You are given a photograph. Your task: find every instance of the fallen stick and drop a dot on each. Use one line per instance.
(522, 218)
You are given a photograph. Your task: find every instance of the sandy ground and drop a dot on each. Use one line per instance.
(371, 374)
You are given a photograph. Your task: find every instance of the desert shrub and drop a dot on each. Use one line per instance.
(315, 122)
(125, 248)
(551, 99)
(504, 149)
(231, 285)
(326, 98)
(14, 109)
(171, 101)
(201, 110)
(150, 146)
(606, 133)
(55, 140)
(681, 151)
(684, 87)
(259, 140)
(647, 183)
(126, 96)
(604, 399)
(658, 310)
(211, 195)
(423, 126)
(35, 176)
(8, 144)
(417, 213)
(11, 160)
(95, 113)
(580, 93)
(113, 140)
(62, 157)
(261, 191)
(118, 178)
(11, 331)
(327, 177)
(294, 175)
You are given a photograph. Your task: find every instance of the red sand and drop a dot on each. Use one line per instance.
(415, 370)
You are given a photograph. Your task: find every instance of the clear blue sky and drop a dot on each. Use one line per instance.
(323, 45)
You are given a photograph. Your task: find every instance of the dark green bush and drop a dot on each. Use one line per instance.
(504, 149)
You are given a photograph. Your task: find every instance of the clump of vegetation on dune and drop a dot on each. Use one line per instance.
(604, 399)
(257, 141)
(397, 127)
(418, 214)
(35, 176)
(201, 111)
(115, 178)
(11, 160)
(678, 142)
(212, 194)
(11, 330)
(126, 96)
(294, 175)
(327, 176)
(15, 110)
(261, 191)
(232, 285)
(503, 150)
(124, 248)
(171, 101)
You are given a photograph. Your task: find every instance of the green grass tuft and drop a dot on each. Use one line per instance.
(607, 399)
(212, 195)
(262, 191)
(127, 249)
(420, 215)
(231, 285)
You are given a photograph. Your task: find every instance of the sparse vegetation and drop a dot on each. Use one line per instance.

--------------------------------------------------

» PROBLEM DETAILS:
Please recast the listing above as a JSON list of strings, one string for each line, with blank lines left out.

» ANSWER IN FULL:
[
  "You are given a photograph. Your task: find every instance of the fallen stick and drop a dot on each. Use one line per instance.",
  "(522, 218)",
  "You are given a photograph. Your task: find every instance of the sandy ground and drop a dot on each. Use one line per instance.",
  "(371, 374)",
  "You are given a photograph. Your task: find every instance of the desert shrub and drop a dot on each. Use one line per instance.",
  "(315, 122)",
  "(125, 248)",
  "(551, 99)",
  "(504, 149)",
  "(231, 285)",
  "(326, 98)",
  "(14, 109)",
  "(171, 101)",
  "(201, 110)",
  "(150, 146)",
  "(606, 133)",
  "(55, 140)",
  "(681, 151)",
  "(684, 87)",
  "(259, 140)",
  "(647, 183)",
  "(126, 96)",
  "(604, 399)",
  "(658, 310)",
  "(211, 195)",
  "(423, 126)",
  "(35, 176)",
  "(8, 144)",
  "(417, 213)",
  "(11, 160)",
  "(95, 113)",
  "(580, 93)",
  "(113, 140)",
  "(62, 157)",
  "(261, 191)",
  "(118, 178)",
  "(11, 331)",
  "(327, 177)",
  "(294, 175)",
  "You are given a photograph. Your task: find every instance of the red sand and drop a dot on each. Use one line per instance.",
  "(415, 370)",
  "You are given a photograph. Your task: find every instance of the clear blue sky and drop a dot on each. Use one line per instance.",
  "(323, 45)",
  "You are given a photograph. Your task: find every instance of the dark green bush and drop a dot on each. Use one line per instance.",
  "(504, 149)",
  "You are given a photograph. Your task: find every instance of the clump of vegetation on dune and drop a dot on each. Use one line per instance.",
  "(604, 399)",
  "(257, 141)",
  "(397, 127)",
  "(418, 214)",
  "(35, 176)",
  "(201, 111)",
  "(115, 178)",
  "(11, 160)",
  "(678, 142)",
  "(212, 194)",
  "(11, 330)",
  "(126, 96)",
  "(294, 175)",
  "(327, 176)",
  "(15, 110)",
  "(261, 191)",
  "(232, 285)",
  "(503, 150)",
  "(124, 248)",
  "(171, 101)",
  "You are given a photograph. Your task: find every instance of the green grass tuft and drop a dot on each. Use one line per instance.",
  "(607, 399)",
  "(212, 195)",
  "(262, 191)",
  "(127, 249)",
  "(420, 215)",
  "(231, 285)",
  "You are given a photograph. Your task: find every instance of the sparse vegetation and drop a dot on each. Use one line per instance."
]